**Selected excerpt:**
========================================================================

Seanad debates

Wednesday, 1 May 2024

Health (Termination of Pregnancy Services) (Safe Access Zones) Bill 2023: Report and Final Stages

 

10:30 am

Photo of Rónán MullenRónán Mullen (Independent) | Oireachtas source

With this amendment, we propose to insert the following text into the Bill:

(other than a general practitioner who has notified the Minister that the practitioner does not wish the premises at which he or she provides healthcare services to be deemed for the purposes of this Act to be a relevant healthcare premises)

Including this line on page 4, line 19 is to provide for the definition of "relevant healthcare provider" and that where that includes a general practitioner, it would, therefore, exclude any general practitioner who had notified the Minister in the terms I have just outlined. The effect of that would be to provide for a GP with a conscientious objection to the provision of the service in question who does not want to be in any way, shape or form to be used in the context of any threat by the Garda of prosecution or any attempt to move people on - people who are engaging in legitimate and respectful freedom of expression - in order that there would not be anomalous situation whereby a general practitioner who agrees 100% with the concerns being expressed would find themselves at risk of being used for the purposes of the prosecution of a law he or she regards as unjust in the first place. You could describe it as the "not in my name" amendment.

========================================================================

**Given data:**
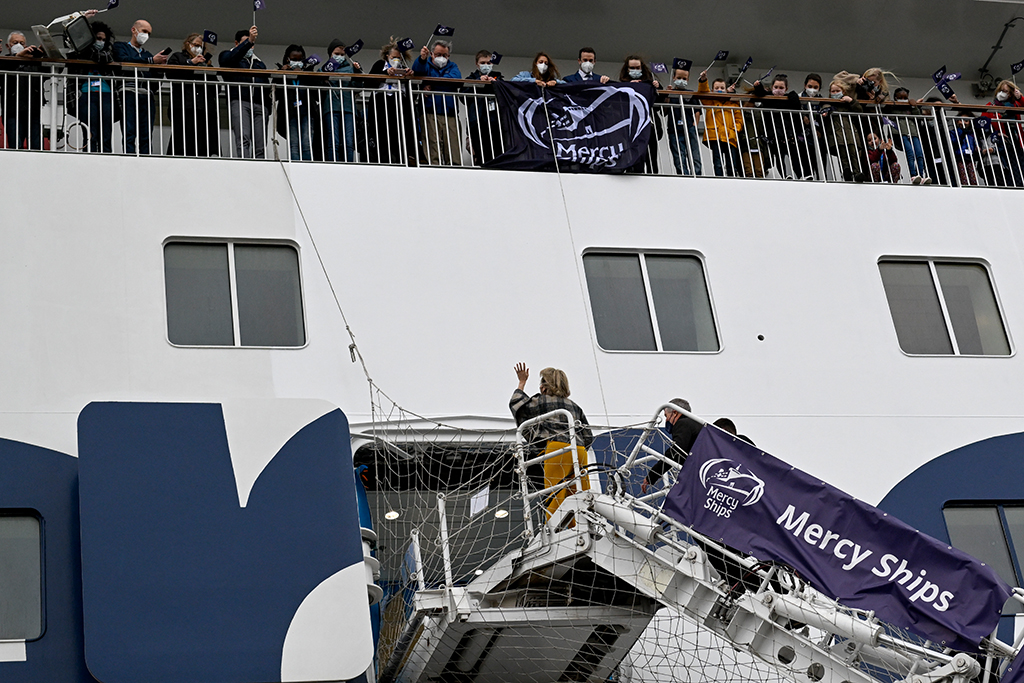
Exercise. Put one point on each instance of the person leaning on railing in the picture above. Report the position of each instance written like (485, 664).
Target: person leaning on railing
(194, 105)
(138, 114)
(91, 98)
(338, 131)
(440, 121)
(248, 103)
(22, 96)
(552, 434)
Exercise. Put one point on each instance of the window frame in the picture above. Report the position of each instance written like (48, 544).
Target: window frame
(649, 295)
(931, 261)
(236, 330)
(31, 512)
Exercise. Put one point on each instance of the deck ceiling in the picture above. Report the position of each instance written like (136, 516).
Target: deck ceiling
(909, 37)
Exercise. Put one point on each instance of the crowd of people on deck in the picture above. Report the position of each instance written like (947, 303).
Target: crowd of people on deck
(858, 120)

========================================================================

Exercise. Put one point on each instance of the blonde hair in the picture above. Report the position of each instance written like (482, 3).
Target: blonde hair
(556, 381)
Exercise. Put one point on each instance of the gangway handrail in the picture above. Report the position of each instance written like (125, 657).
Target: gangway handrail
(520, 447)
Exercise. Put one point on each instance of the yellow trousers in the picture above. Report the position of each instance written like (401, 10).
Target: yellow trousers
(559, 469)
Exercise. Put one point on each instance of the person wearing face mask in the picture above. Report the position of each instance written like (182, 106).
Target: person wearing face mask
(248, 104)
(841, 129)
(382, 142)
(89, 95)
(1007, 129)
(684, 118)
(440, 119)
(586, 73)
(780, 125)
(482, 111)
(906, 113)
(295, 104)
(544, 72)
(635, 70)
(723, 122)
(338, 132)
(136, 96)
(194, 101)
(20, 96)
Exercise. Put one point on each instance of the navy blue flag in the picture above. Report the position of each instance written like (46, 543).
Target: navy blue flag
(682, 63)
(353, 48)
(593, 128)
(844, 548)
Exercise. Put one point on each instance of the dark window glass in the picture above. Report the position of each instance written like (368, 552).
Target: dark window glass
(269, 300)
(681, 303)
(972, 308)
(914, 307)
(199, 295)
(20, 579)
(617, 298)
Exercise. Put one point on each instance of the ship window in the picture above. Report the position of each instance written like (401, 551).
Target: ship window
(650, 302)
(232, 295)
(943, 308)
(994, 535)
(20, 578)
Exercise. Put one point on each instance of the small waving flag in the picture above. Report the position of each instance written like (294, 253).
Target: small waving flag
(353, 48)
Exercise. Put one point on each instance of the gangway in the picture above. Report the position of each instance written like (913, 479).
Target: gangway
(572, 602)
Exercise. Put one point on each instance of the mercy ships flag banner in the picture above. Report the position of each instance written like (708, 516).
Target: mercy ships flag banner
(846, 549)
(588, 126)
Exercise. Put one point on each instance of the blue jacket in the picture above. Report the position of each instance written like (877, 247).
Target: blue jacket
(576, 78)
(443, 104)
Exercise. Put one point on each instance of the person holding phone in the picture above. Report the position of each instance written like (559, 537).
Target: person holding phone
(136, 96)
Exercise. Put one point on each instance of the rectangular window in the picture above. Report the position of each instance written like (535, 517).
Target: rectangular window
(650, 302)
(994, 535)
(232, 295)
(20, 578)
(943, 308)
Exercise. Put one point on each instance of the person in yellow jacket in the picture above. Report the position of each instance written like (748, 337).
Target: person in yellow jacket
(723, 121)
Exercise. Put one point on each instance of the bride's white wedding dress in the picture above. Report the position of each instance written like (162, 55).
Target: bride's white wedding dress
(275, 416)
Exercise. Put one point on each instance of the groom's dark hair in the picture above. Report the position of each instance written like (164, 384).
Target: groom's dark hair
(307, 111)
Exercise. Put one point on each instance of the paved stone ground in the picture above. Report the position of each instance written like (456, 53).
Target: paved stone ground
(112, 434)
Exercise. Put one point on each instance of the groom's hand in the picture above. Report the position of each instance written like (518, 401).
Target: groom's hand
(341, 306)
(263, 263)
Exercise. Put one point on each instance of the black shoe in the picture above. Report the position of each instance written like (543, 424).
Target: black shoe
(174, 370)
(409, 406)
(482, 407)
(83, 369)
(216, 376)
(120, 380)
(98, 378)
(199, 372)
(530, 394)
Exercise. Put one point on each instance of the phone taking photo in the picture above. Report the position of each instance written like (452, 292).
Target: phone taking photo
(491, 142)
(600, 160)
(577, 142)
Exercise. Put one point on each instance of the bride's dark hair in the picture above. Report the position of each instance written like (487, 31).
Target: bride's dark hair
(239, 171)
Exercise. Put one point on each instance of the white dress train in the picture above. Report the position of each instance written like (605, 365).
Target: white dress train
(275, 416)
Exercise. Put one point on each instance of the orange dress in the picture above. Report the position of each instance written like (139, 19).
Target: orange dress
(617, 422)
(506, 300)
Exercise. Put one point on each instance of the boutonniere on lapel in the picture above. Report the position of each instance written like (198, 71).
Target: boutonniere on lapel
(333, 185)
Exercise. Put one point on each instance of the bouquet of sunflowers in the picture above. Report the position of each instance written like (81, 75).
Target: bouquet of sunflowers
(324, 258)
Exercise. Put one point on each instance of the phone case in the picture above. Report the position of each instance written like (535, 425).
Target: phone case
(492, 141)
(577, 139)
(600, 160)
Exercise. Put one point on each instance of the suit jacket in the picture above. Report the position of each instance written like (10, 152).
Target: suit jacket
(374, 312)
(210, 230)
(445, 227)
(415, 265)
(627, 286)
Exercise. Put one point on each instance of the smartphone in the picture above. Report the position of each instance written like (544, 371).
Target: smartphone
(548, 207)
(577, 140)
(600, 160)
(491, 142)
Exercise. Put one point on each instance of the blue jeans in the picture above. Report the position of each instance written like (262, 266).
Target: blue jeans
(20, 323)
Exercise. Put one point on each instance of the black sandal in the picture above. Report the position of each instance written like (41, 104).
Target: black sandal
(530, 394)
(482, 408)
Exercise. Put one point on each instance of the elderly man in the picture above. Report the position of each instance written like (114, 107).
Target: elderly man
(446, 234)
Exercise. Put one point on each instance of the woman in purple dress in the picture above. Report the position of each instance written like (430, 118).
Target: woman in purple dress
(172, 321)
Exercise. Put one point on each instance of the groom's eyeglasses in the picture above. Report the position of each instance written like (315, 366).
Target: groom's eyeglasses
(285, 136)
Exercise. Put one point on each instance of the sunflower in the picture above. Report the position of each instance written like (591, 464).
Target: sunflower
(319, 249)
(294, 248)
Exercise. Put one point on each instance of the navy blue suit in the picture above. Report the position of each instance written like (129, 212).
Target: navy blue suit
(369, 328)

========================================================================

**What to do:**
**1)** List every figure written in digits in the Seanad debate excerpt, in the order in which the figures appear.
**2)** Return the part of the Seanad debate excerpt from "Health (Termination of" to "relevant healthcare premises)".
**3)** Continue the Seanad debate on the safe access zones bill from the point where the excerpt ends.

**Answers to each task:**
**1)** 1, 2024, 2023, 10:30, 4, 19, 100%

**2)**
Health (Termination of Pregnancy Services) (Safe Access Zones) Bill 2023: Report and Final Stages

 

10:30 am

Photo of Rónán MullenRónán Mullen (Independent) | Oireachtas source

With this amendment, we propose to insert the following text into the Bill:

(other than a general practitioner who has notified the Minister that the practitioner does not wish the premises at which he or she provides healthcare services to be deemed for the purposes of this Act to be a relevant healthcare premises)

**3)**
This is a very straightforward issue. It is quite clear that this legislation is unprecedented. It interferes with normal freedom of expression in a very surprising and unexpected way. It puts at risk of public harassment by the gardaí or otherwise or the forces of law and order people who see themselves as solid and responsible citizens objecting to something they regard as a breach of fundamental authentic human rights. It is all the more appropriate that those who are practising medicine in good faith and good conscience and honouring, as many do not, the Hippocratic oath and the time-honoured principle of doing no harm and doing as much good as possible, but first doing no harm - primum non nocere - could be separated from any possible implication in the workings of this law.

That is the proposal. I had set out on Committee Stage that I would be tabling these amendments again on Report Stage. Most of them with the exception of the first I withdrew precisely so that the Department and the Minister would have time to consider what are in my view and that of many others reasonable proposals that seek to mitigate the worst effects of this strange and unprecedented new law. This is a law that I believe to be of doubtful constitutionality, and I have said so before. If the Minister wants to propose this law, he should only do so where he seeks to reassure people that he is seeking to limit its scope and not to embarrass or compromise any people who have objections in good faith to the procedures at the heart of this legislation.